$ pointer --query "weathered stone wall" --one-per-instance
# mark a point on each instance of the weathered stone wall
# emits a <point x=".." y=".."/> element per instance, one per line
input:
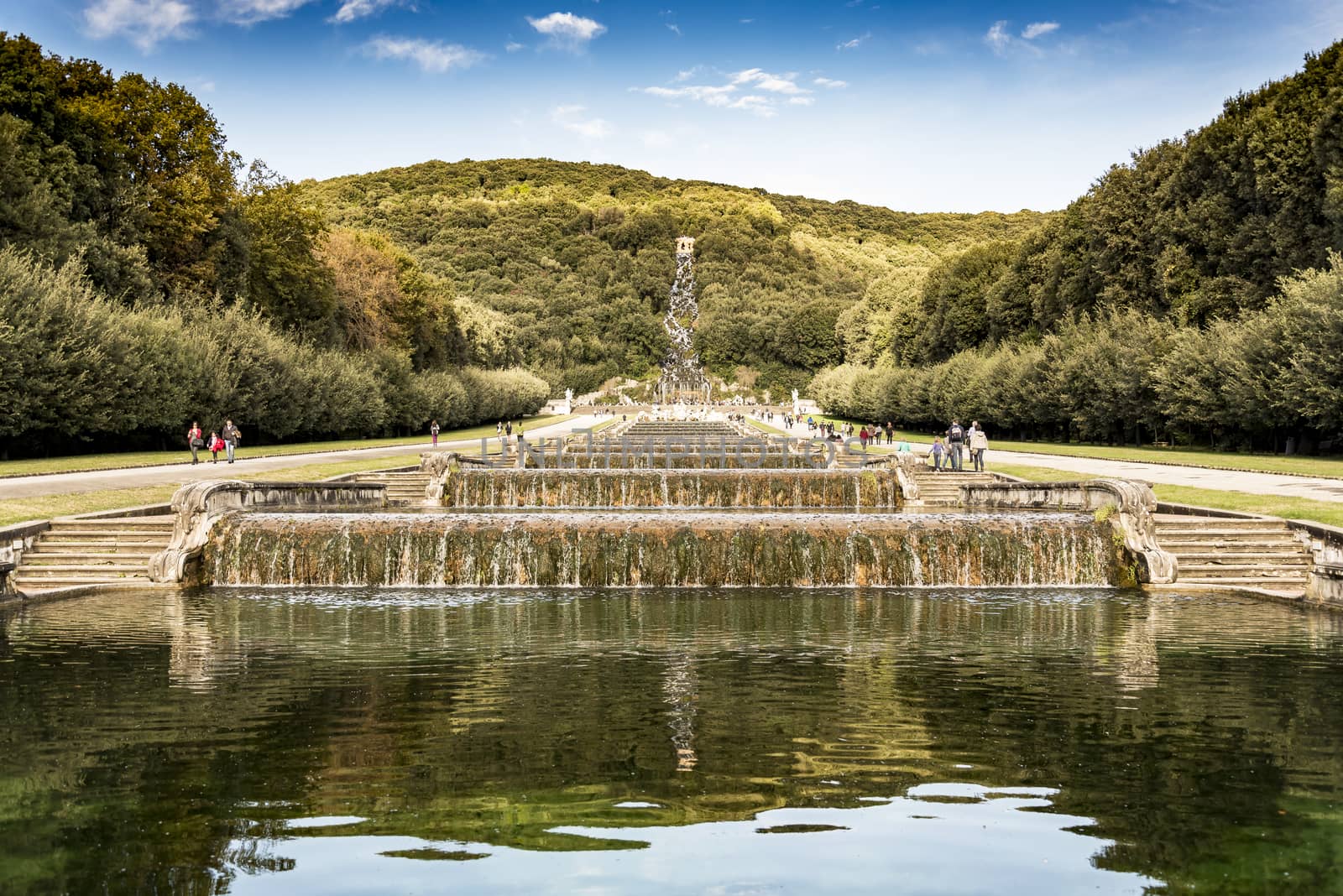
<point x="201" y="504"/>
<point x="1128" y="506"/>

** Work instructions **
Copy the listing above line for line, omitting the picture.

** Exercise result **
$ pointer --query "weathered stone wall" --one-per-instance
# mark a point on each instance of the weathered stone wall
# emits a <point x=".." y=".."/> element per instance, one per line
input:
<point x="201" y="504"/>
<point x="1128" y="506"/>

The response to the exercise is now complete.